EXTRACTED DATA
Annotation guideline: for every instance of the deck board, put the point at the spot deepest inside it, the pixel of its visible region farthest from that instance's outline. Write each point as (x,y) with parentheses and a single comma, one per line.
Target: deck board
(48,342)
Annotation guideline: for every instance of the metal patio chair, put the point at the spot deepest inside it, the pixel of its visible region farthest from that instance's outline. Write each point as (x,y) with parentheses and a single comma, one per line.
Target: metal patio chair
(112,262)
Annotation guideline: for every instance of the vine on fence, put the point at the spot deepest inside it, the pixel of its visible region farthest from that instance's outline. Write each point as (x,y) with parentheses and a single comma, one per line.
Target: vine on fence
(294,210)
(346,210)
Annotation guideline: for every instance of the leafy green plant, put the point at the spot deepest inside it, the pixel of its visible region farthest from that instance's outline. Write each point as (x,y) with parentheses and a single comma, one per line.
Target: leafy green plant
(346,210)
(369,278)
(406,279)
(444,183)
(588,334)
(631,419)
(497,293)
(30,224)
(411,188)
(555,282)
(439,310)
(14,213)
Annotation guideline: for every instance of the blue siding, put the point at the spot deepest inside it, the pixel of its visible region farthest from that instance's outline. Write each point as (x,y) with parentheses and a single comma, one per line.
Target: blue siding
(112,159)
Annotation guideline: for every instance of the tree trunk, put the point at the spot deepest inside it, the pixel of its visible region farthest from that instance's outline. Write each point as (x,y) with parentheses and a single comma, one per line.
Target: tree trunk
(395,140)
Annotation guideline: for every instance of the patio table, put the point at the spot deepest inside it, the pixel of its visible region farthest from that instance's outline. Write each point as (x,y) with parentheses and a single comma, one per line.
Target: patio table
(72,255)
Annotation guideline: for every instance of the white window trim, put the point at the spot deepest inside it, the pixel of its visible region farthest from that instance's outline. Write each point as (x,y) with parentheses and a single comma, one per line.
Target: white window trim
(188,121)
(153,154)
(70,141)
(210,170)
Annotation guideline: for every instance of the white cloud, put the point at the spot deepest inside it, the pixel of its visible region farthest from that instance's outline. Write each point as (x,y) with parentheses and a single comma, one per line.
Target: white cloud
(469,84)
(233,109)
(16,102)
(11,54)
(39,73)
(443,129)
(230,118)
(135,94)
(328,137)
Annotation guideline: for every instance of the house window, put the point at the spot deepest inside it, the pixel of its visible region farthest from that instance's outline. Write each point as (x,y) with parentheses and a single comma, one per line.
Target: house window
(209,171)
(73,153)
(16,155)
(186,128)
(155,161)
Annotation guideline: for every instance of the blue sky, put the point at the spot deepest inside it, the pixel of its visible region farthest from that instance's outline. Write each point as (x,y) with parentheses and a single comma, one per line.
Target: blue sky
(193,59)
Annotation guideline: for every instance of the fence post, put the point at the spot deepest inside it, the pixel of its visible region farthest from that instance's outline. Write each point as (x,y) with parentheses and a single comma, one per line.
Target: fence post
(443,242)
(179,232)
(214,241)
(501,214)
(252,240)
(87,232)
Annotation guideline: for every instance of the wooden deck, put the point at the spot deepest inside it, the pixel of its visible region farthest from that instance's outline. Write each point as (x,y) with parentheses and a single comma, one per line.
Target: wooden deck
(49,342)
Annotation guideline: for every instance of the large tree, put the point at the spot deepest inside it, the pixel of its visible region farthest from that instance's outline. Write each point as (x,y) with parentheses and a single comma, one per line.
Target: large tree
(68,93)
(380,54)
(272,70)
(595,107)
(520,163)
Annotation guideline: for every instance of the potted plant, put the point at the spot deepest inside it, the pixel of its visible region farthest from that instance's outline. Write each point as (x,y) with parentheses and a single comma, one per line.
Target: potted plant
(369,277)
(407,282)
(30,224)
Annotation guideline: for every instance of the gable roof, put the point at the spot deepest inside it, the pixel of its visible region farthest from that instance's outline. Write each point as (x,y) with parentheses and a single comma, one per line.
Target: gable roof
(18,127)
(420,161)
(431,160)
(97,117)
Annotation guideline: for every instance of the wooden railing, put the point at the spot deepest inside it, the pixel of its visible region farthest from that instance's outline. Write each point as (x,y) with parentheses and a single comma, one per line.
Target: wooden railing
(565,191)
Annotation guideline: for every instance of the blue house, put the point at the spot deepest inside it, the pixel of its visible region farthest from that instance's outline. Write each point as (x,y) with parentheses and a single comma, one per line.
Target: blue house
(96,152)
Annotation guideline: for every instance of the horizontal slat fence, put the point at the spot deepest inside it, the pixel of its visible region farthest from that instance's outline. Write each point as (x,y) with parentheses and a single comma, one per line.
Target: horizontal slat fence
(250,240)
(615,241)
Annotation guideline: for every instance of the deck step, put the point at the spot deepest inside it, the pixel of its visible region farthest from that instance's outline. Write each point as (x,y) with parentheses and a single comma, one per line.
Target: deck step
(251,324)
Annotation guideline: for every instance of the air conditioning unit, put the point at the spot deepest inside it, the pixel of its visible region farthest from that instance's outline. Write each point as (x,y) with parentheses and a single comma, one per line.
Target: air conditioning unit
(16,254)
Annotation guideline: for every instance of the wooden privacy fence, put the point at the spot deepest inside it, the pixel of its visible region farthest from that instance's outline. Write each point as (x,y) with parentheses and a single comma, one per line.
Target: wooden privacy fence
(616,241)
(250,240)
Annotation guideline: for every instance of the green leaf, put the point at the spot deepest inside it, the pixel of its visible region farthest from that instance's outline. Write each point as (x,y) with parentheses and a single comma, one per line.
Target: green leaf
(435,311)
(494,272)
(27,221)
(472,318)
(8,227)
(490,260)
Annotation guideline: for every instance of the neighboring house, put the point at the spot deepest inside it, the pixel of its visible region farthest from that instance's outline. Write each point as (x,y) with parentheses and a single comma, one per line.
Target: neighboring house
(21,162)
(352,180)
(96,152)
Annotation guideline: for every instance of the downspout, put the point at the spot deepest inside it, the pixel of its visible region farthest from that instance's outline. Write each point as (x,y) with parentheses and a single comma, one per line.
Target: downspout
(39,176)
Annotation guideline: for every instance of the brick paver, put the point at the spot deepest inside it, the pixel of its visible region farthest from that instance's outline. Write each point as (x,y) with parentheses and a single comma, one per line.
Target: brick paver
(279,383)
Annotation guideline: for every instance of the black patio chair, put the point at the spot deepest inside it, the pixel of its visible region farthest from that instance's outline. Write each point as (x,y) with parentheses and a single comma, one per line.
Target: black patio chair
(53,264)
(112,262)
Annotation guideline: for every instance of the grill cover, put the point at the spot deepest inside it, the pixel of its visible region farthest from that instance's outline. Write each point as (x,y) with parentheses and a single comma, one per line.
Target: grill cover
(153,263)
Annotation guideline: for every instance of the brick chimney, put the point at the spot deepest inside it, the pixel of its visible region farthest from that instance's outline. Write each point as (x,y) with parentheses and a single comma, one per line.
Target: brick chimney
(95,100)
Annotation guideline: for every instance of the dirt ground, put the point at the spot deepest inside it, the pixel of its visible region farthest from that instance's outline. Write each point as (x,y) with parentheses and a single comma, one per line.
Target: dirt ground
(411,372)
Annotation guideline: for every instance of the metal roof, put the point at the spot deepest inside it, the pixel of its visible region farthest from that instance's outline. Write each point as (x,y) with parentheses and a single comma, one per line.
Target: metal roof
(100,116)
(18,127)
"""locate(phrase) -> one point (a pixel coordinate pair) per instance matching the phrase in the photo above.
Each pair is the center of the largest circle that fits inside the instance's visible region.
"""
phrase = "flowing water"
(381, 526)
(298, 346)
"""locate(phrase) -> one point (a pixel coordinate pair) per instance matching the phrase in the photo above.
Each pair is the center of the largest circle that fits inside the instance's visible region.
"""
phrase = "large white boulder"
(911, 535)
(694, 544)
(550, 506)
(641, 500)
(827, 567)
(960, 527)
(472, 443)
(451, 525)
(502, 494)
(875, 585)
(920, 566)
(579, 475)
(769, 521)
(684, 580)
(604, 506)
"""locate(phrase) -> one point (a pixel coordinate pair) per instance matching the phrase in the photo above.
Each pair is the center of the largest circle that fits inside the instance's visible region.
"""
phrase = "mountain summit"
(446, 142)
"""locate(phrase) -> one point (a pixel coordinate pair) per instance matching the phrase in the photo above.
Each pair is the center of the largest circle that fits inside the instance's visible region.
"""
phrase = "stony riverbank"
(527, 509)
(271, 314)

WHAT YOU ARE ASKED TO DO
Find every line above that contains the word "fence", matching case, and copy each one in full.

THE OUTPUT
Annotation guideline: for every instance of the vine on fence, put the point at the spot deepest inside it, the pixel of its visible region farthest from that instance's outline. Write each point as (x,y) with parentheses and a single comma, one per line.
Target: vine on fence
Annotation guideline: for every instance of the fence post, put the point at the spot deepest inside it, the pixel of its visible region farthest from that instance's outline. Write each point as (x,y) with parentheses and a single comma, one per line.
Target: fence post
Annotation guideline: for every instance of the horizontal slat fence, put the point at the spot deepest inside it, the pixel of its visible region farthest from that instance's outline. Write each point as (x,y) with parentheses and a single comma, one per line.
Target: horizontal slat fence
Annotation guideline: for every instance of the wooden privacy fence, put the point at the spot deepest inside it, the pixel of its visible region farthest from that instance's outline. Write each point as (x,y) with parentheses and a single comma, one per line.
Target: wooden privacy fence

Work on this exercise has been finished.